** Start of TASK INPUTS **
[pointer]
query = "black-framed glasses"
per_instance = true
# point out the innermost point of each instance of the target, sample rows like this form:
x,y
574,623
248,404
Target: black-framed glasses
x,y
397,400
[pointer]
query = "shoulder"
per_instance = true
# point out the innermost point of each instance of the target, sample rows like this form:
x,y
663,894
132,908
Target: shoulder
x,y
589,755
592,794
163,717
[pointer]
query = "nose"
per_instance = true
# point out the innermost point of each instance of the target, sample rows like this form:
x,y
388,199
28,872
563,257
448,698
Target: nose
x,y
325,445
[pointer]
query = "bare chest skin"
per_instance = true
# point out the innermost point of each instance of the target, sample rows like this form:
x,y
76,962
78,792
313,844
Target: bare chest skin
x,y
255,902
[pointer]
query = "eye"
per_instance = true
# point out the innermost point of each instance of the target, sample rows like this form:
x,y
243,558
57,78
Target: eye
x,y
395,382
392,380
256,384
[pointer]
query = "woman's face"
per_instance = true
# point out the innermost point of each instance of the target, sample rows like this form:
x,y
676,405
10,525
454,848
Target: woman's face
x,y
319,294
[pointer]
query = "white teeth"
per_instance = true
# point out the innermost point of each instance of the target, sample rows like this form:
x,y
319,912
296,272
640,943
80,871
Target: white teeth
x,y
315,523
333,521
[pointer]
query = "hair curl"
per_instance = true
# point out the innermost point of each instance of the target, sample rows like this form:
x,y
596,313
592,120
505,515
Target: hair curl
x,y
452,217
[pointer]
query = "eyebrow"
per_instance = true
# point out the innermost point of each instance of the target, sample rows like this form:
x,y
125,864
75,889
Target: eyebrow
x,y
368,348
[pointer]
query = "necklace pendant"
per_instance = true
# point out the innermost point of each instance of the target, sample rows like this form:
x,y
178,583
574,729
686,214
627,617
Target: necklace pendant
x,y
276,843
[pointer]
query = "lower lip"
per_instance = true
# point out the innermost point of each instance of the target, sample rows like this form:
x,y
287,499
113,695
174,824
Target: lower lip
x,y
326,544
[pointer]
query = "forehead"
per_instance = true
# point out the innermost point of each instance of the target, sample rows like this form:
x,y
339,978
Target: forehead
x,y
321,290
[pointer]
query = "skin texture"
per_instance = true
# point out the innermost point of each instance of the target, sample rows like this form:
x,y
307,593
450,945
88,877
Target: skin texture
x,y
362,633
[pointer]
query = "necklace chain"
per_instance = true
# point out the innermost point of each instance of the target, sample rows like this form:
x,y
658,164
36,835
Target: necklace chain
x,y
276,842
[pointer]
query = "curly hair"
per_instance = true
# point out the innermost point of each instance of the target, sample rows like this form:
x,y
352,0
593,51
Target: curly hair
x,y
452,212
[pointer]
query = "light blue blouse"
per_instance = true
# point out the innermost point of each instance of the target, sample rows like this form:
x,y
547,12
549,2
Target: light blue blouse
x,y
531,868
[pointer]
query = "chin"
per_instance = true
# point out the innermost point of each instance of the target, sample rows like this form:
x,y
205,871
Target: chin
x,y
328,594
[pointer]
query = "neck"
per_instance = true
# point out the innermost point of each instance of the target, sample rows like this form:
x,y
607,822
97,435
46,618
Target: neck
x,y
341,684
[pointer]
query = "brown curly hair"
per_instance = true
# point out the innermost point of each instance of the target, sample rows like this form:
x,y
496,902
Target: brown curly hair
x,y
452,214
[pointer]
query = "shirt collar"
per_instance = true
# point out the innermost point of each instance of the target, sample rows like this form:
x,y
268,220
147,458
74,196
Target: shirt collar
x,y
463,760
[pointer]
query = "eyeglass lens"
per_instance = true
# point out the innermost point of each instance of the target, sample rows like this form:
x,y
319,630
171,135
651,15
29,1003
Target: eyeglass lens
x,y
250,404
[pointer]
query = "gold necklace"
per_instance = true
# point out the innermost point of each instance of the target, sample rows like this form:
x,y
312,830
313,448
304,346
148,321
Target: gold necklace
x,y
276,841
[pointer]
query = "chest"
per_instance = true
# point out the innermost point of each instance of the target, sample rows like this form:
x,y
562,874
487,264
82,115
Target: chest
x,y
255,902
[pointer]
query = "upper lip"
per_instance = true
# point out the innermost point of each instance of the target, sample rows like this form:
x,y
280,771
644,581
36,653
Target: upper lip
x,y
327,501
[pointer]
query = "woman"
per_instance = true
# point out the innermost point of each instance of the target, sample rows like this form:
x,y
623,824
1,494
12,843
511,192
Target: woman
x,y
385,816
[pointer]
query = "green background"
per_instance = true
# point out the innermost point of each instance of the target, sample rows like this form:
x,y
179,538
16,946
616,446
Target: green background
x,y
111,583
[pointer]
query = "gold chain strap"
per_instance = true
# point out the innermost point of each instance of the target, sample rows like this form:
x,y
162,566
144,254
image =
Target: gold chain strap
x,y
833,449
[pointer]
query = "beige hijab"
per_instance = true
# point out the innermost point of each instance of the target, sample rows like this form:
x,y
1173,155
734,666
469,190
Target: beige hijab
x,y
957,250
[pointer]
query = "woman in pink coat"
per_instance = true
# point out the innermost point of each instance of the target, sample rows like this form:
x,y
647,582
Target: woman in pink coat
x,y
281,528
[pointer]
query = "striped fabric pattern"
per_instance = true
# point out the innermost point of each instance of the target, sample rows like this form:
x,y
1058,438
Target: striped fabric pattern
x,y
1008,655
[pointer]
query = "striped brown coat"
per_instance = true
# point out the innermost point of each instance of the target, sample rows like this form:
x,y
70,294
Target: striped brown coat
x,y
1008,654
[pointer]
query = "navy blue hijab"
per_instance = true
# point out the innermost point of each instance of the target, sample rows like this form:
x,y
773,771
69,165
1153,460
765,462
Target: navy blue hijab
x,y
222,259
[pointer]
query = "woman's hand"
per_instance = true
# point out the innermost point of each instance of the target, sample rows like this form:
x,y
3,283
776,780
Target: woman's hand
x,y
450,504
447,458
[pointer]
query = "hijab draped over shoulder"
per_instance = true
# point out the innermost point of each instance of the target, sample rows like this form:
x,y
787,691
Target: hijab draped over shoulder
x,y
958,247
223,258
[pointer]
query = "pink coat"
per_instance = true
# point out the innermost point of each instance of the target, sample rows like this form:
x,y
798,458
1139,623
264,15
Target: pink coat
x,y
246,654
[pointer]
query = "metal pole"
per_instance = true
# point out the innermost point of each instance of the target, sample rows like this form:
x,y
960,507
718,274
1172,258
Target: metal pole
** End of TASK INPUTS **
*WHAT YOU SHOULD DO*. Please output the entries above, every line exactly as it reads.

*TASK OUTPUT*.
[pointer]
query = "black-framed glasses"
per_instance = true
# point out the innermost point of each instance of the target, sample rows like this form:
x,y
574,623
248,404
Target: black-framed glasses
x,y
397,400
[pointer]
query = "shoulder"
per_instance = true
# point out the innermost point of each instance of the target, sample rows like this form:
x,y
663,894
132,908
Target: shoulder
x,y
589,755
592,794
163,717
[pointer]
query = "nose"
per_instance = true
# point out the innermost point of each instance of the target, sample rows like this form:
x,y
388,199
28,872
563,257
448,698
Target: nose
x,y
325,445
[pointer]
query = "bare chest skin"
per_instance = true
# point out the innermost point of each instance of the target, sample rows like this form:
x,y
76,962
78,792
313,844
Target: bare chest skin
x,y
255,902
[pointer]
query = "eye"
per_instance = true
# point out the innermost point of each instance of the target, sample rows like this form:
x,y
243,558
57,78
Target: eye
x,y
395,382
392,380
256,384
[pointer]
query = "woman's face"
per_instance = true
# point out the innermost point of each instance of the target, sample rows like this form:
x,y
676,405
10,525
454,848
Target: woman's face
x,y
319,294
[pointer]
query = "white teeth"
per_instance = true
# point out the innermost point of each instance of the target, sample rows like this form:
x,y
319,912
296,272
640,943
80,871
Target: white teeth
x,y
315,523
333,521
[pointer]
query = "hair curl"
per_instance = true
# point out the innermost point of each instance of the target, sample rows like this form:
x,y
596,313
592,120
505,515
Target: hair curl
x,y
452,217
[pointer]
query = "eyebrow"
per_instance = true
# point out the innermost point of each instance of the target, sample rows like this form:
x,y
125,864
75,889
Target: eyebrow
x,y
368,348
[pointer]
query = "necklace pendant"
per_instance = true
# point out the innermost point of each instance of the target, sample rows like this form:
x,y
178,583
574,729
686,214
627,617
Target: necklace pendant
x,y
276,843
[pointer]
query = "lower lip"
per_instance = true
# point out the innermost point of each instance of the target, sample rows like this form:
x,y
287,499
113,695
174,824
Target: lower lip
x,y
326,544
[pointer]
query = "forehead"
per_instance = true
# point out the innermost point of each instance of the target, sample rows like this form:
x,y
339,978
Target: forehead
x,y
321,290
[pointer]
query = "skin texture"
per_instance = true
# point out the innermost point of each instance of the target, sample rows like this form:
x,y
307,593
450,945
88,877
Target: skin texture
x,y
362,633
[pointer]
query = "necklace chain"
per_instance = true
# point out the innermost point of each instance of the target, sample rows like this form:
x,y
658,164
36,835
Target: necklace chain
x,y
276,842
[pointer]
query = "curly hair"
per_instance = true
# point out the innermost point of each instance of the target, sample rows like this form:
x,y
352,0
593,51
Target: curly hair
x,y
452,212
[pointer]
query = "light blue blouse"
per_instance = true
# point out the innermost point of each instance of the target, sample rows like this form:
x,y
547,12
549,2
Target: light blue blouse
x,y
531,868
[pointer]
query = "chin"
per_instance = true
# point out the innermost point of each instance of the target, sample rows like this form:
x,y
205,871
Target: chin
x,y
328,594
[pointer]
query = "neck"
per_instance = true
# point out the innermost point of each instance of the target, sample rows like this form:
x,y
607,822
97,435
46,618
Target: neck
x,y
341,684
[pointer]
query = "brown curly hair"
per_instance = true
# point out the innermost point of each instance of the target, sample rows like this form:
x,y
496,902
Target: brown curly hair
x,y
452,214
[pointer]
query = "shirt collar"
per_instance = true
# point out the innermost point of each instance of the target, sample rows like this form:
x,y
268,220
147,458
74,196
Target: shirt collar
x,y
463,760
[pointer]
query = "eyeglass lens"
per_instance = true
# point out the innermost point of each instance of the target, sample rows like this form:
x,y
319,630
171,135
651,15
29,1003
Target: eyeglass lens
x,y
250,404
[pointer]
query = "gold necklace"
per_instance = true
# point out the innermost point of each instance of the target, sample rows like this form:
x,y
312,830
313,448
304,346
148,321
Target: gold necklace
x,y
276,841
[pointer]
query = "chest"
per_instance = true
# point out the innermost point of each instance of the target, sample rows like this form:
x,y
562,874
487,264
82,115
Target: chest
x,y
255,902
[pointer]
query = "upper lip"
per_instance = true
# point out the innermost point of each instance of the target, sample rows like this form:
x,y
280,771
644,581
36,653
Target: upper lip
x,y
327,501
[pointer]
query = "woman"
per_instance = true
# point out the innermost point of each instance of the target, sample rows like this form:
x,y
623,824
1,494
12,843
511,192
Target: woman
x,y
385,816
[pointer]
query = "green background"
per_instance = true
# point out the innermost point of each instance of the target, sample rows like this form:
x,y
179,538
16,946
616,446
Target: green background
x,y
111,583
[pointer]
query = "gold chain strap"
per_instance = true
# point out the innermost point of each instance of the target, sample rows like this form:
x,y
162,566
144,254
image =
Target: gold chain strap
x,y
833,449
[pointer]
query = "beige hijab"
per_instance = true
# point out the innermost point of each instance of the target, sample rows like this form:
x,y
1173,155
734,666
469,190
Target: beige hijab
x,y
957,250
[pointer]
query = "woman in pink coat"
per_instance = true
# point out the innermost point of each instance of the target, sample rows like this form:
x,y
647,582
Target: woman in pink coat
x,y
281,528
[pointer]
query = "striped fabric pattern"
per_instance = true
# point out the innermost point of each instance of the target, sample rows like this form:
x,y
1058,438
Target: striped fabric pattern
x,y
1008,655
[pointer]
query = "striped brown coat"
per_instance = true
# point out the innermost point of each instance of the target, sample rows like this form:
x,y
70,294
Target: striped brown coat
x,y
1008,654
[pointer]
query = "navy blue hijab"
per_instance = true
# point out the innermost point of each instance of the target, sample rows like this form:
x,y
773,771
69,165
1153,460
765,462
Target: navy blue hijab
x,y
222,259
[pointer]
query = "woman's hand"
per_instance = true
# point out the innermost point of each instance of the target, sample rows like this form:
x,y
3,283
776,780
Target: woman's hand
x,y
450,504
447,458
[pointer]
query = "hijab draped over shoulder"
per_instance = true
# point out the innermost point of each instance of the target, sample rows like this form:
x,y
787,691
Target: hijab draped over shoulder
x,y
958,247
223,258
[pointer]
query = "pink coat"
per_instance = true
# point out the innermost point of each instance of the target, sample rows like this form:
x,y
798,458
1139,623
264,15
Target: pink coat
x,y
246,654
[pointer]
query = "metal pole"
per_instance = true
# point out the innermost point of each instance of the target, sample rows like this form:
x,y
960,507
718,274
1172,258
Target: metal pole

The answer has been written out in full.